«Le malaise PKP», un problème complexe

C’est ce qui ressort d’un travail indépendant mené par le Centre d’études sur les médias (CEM) et publié aujourd’hui. Un rapport de quatre-vingt pages qui contextualise la situation créée par l’élection de Pierre Karl Péladeau à l’Assemblée nationale puis à la chefferie du Parti Québécois, décortique des exemples étrangers et approfondit les solutions avancées par les uns et les autres depuis dix-huit mois. Un rapport qui ne formule pas de recommandations mais qui donne plutôt quelques pistes.

Par Hélène Roulot-Ganzmann @roulotganzmann

Florian-Sauvageau«C’est un problème éminemment complexe qui ne va se régler en deux coups de cuillère à pot!, résume le président du conseil d’administration du Centre d’études sur les médias et professeur émérite, Florian Sauvageau, en entrevue à ProjetJ. C’est ce que nous avons voulu souligner dans ce rapport. Il y a divers aspects dont il faut tenir compte et il n’y a pas de solution magique.»

Depuis que Pierre Karl Péladeau, propriétaire de Quebecor s’est lancé en politique, le petit monde du journalisme est en plein émoi. Avec cette question qui tourne en boucle, les journalistes de l’empire Quebecor peuvent-ils réellement être libres de tout dire et écrire, notamment sur ce qui a trait à la politique provinciale?

«Il y a deux aspects du problème, explique M. Sauvageau, d’un côté, le fait de savoir si M. Péladeau, Premier ministre, pourrait prendre des décisions de nature à favoriser ses entreprises, de l’autre, et c’est ce sur quoi nous nous sommes concentrés, le fait de savoir si les journalistes travaillant dans les médias appartenant à Quebecor, sont aujourd’hui libres d’écrire, et ce dans l’éventualité où Pierre Karl Péladeau redeviendra un jour leur patron. Qu’adviendra-t-il de ceux qui auront publié des choses de nature à le mécontenter?»

• _Consigne 1_: Recopiez à l'identique toutes les lignes de données qui suivent, sans les images, s'il vous plaît.

[Entrées de données extraites]
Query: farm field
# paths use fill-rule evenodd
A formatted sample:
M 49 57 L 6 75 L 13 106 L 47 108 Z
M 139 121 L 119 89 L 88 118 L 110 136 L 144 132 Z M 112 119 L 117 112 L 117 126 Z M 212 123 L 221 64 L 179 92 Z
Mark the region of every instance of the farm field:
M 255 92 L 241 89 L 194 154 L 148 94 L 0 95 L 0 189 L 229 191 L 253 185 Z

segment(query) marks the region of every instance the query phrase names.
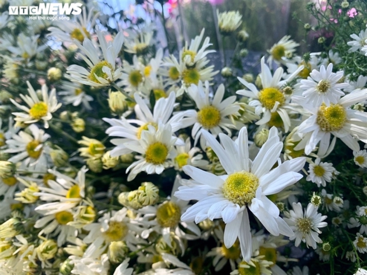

• _Consigne 2_:
Répondez à ces questions sur l'extrait :
(a) Depuis combien de mois les solutions approfondies dans le rapport sont-elles avancées ?
(b) Quelle fonction Florian Sauvageau occupe-t-il au Centre d'études sur les médias ?
(c) De quelle entreprise Pierre Karl Péladeau est-il propriétaire ?

• _Réponse attendue 1_:
Query: farm field
# paths use fill-rule evenodd
A formatted sample:
M 49 57 L 6 75 L 13 106 L 47 108 Z
M 139 121 L 119 89 L 88 118 L 110 136 L 144 132 Z M 112 119 L 117 112 L 117 126 Z M 212 123 L 221 64 L 179 92 Z
Mark the region of every instance of the farm field:
M 255 92 L 241 89 L 194 154 L 148 94 L 0 95 L 0 189 L 229 191 L 253 185 Z

segment(query) marks the region of every instance the query phrase names.

• _Réponse attendue 2_:
(a) Dix-huit mois.
(b) Président du conseil d'administration.
(c) Quebecor.